======== Data excerpts ========

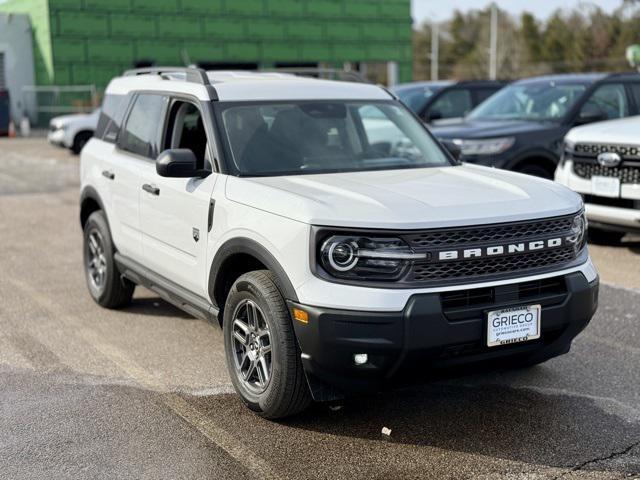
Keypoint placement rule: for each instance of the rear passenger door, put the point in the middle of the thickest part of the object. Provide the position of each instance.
(137, 146)
(175, 213)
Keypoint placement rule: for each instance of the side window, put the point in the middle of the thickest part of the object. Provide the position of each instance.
(110, 119)
(186, 130)
(635, 93)
(141, 134)
(483, 93)
(609, 100)
(451, 104)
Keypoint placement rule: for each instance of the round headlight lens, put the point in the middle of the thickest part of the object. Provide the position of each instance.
(342, 256)
(366, 258)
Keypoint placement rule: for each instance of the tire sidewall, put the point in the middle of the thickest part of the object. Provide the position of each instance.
(98, 222)
(246, 290)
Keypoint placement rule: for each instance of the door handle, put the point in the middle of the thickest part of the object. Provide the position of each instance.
(151, 189)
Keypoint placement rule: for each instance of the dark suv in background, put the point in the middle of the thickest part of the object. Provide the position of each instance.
(522, 127)
(439, 102)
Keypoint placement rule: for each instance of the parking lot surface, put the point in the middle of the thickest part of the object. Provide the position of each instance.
(143, 392)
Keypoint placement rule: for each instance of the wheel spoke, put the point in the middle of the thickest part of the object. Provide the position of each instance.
(250, 370)
(241, 325)
(240, 338)
(264, 369)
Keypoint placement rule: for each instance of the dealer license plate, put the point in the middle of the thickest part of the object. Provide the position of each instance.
(605, 186)
(513, 325)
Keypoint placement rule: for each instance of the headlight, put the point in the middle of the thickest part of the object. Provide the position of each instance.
(489, 146)
(578, 235)
(366, 258)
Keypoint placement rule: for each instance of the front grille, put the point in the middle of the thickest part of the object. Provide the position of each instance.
(487, 234)
(492, 265)
(626, 173)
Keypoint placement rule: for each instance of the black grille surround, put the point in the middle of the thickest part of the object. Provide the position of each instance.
(433, 273)
(627, 174)
(585, 162)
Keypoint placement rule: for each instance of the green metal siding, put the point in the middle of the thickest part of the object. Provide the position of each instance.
(89, 41)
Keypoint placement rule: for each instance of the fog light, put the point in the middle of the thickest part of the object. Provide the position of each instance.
(360, 358)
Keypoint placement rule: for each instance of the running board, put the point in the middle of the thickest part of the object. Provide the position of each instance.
(185, 300)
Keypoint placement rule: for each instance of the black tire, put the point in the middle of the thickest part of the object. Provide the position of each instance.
(110, 291)
(80, 141)
(535, 170)
(605, 237)
(287, 392)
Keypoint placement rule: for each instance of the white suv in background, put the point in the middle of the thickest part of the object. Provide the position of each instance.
(340, 247)
(602, 162)
(73, 131)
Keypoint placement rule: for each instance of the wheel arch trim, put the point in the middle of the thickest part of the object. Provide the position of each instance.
(247, 246)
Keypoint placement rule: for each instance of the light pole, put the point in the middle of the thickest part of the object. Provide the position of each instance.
(493, 48)
(435, 48)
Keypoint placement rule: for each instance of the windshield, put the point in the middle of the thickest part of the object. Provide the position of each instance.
(268, 139)
(416, 97)
(531, 101)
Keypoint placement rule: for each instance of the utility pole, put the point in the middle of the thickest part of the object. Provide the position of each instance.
(435, 48)
(493, 49)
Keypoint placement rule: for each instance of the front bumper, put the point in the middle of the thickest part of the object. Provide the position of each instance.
(57, 137)
(428, 332)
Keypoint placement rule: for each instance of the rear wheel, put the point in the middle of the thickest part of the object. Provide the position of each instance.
(262, 354)
(605, 237)
(105, 284)
(80, 141)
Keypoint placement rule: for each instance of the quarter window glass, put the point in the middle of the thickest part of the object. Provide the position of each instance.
(110, 118)
(141, 133)
(452, 104)
(608, 100)
(635, 91)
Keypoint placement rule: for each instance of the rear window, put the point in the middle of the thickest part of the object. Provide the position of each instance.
(110, 119)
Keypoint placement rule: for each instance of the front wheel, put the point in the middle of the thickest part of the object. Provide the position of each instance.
(105, 284)
(262, 354)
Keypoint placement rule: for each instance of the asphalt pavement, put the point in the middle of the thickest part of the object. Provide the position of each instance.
(144, 393)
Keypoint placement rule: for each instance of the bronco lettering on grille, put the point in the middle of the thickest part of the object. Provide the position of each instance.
(500, 250)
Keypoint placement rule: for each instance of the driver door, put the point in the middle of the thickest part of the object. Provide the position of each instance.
(174, 212)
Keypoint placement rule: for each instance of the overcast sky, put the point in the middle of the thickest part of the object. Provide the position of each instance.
(443, 9)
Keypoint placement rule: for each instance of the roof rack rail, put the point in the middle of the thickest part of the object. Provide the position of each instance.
(192, 74)
(325, 73)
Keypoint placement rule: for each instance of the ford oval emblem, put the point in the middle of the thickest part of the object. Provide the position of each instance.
(609, 159)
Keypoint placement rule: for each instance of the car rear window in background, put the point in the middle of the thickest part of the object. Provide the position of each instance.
(141, 134)
(416, 98)
(635, 93)
(608, 100)
(111, 114)
(530, 101)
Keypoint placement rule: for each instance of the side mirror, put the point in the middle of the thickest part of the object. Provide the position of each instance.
(178, 163)
(434, 115)
(453, 149)
(591, 116)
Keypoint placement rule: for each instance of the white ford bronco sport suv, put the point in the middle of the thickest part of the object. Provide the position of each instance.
(602, 162)
(341, 248)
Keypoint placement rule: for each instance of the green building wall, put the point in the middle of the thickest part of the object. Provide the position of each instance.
(90, 41)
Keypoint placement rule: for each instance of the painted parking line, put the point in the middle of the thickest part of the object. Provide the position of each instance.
(255, 465)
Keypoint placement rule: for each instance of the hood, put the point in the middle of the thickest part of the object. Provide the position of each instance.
(406, 199)
(622, 131)
(489, 129)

========

● **Request**
Reproduce verbatim everything from the line containing "Keypoint placement rule: for each instance of the painted" down to the end of the entries, including both the first and the last line.

● **Solution**
Keypoint placement rule: for each instance of the painted parking line, put the point in the middle of the thickest part of the object. Provide the position of each instance.
(255, 465)
Keypoint placement rule: for each instance of the hood, put the point in the middle of the thickest part of the object. Provide the position of each instance.
(406, 199)
(622, 131)
(489, 129)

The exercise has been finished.